═══ PAGE TEXT
Alice Park in Time:
When the disease plaguing her digestive system was at its worst, Kelly Owens once had to rush to the bathroom 17 separate times in the course of a few hours. By the time she was 25, her crippling case of Crohn’s disease had given her arthritis from her ankles all the way up to her jaw and fingertips. The dozens of drugs she took helped a bit, but the brutal side effects included nausea, fatigue and weight gain. Nights were the worst. On good nights, Owens woke up to excruciating pain and couldn’t fall asleep again, trying in vain to find a comfortable position. On bad nights, the diarrhea and vomiting made her so dehydrated, she needed to be hospitalized. “My body was at war with me,” she says. Worse, the powerful drugs she took were weakening her bones: at 25 years old, she had the frail and weakened skeleton of an 80-year-old. There is no known cure for Crohn’s, an inflammatory bowel disease that affects nearly 800,000 people in the U.S. Available medication provides only temporary relief. Owens, who was diagnosed at age 13, eventually developed resistance to all of the drugs she tried, and in February 2017, she says, her doctors told her, “We are out of [treatments] to try; there is nothing left because you have been on them all.”
══════
> _PROBLEM 1_:
Answer these from the Crohn's article:
(a) At what age was Owens diagnosed?
(b) About how many people in the U.S. does Crohn's affect?
(c) How many times did Owens once have to rush to the bathroom within a few hours?
> _PROBLEM 2_:
Name the parts of the body that the Crohn's article says Owens's arthritis reached.
> _PROBLEM 3_:
Extend the Crohn's article past its final sentence.
You won't need the items after the Crohn's article.
═══ DATA FOR REVIEW
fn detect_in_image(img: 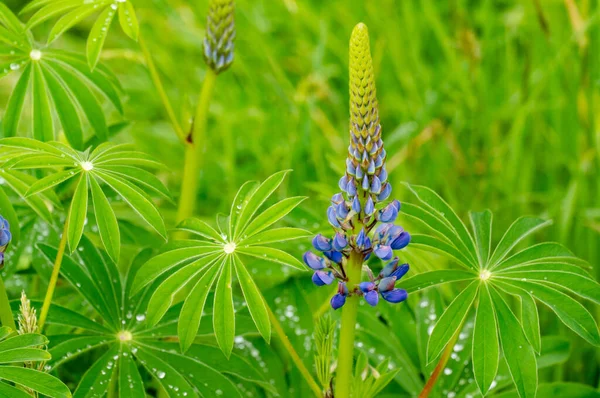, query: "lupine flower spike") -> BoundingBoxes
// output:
[304,23,410,309]
[204,0,235,74]
[0,216,12,269]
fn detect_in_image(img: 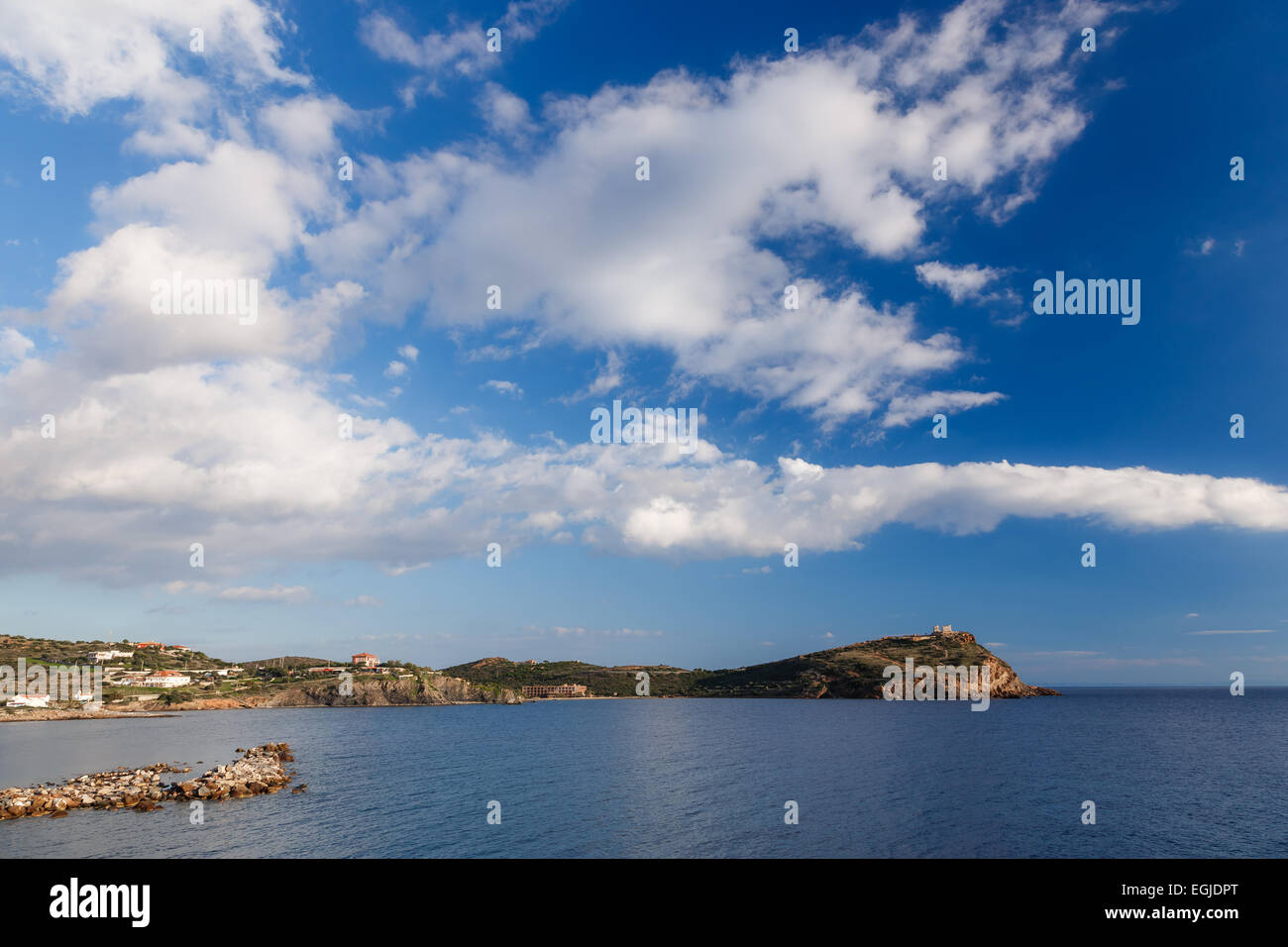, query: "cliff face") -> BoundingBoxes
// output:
[695,631,1059,698]
[258,674,523,707]
[154,674,523,710]
[448,631,1057,698]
══════
> _RESPONSE AREA 1_:
(a) 13
(b) Nearly 800,000
(c) 17

> _RESPONSE AREA 2_:
Ankles, jaw, fingertips

> _RESPONSE AREA 3_:
Hope for Owens and millions of others experiencing a broad range of previously untreatable, or unsatisfactorily treated, diseases may be near, thanks to a breakthrough that seems more science fiction than medical reality. The remarkable convergence of advances in bioengineering and neurology has resulted in a fast-developing way to treat chronic diseases, known as bioelectronic medicine. These advances allow scientists to identify specific nerves and implant devices that can be activated when needed to stimulate or dial down their activity; that in turn controls cells in organs targeted by those nerves that regulate the body’s many immune and metabolic responses.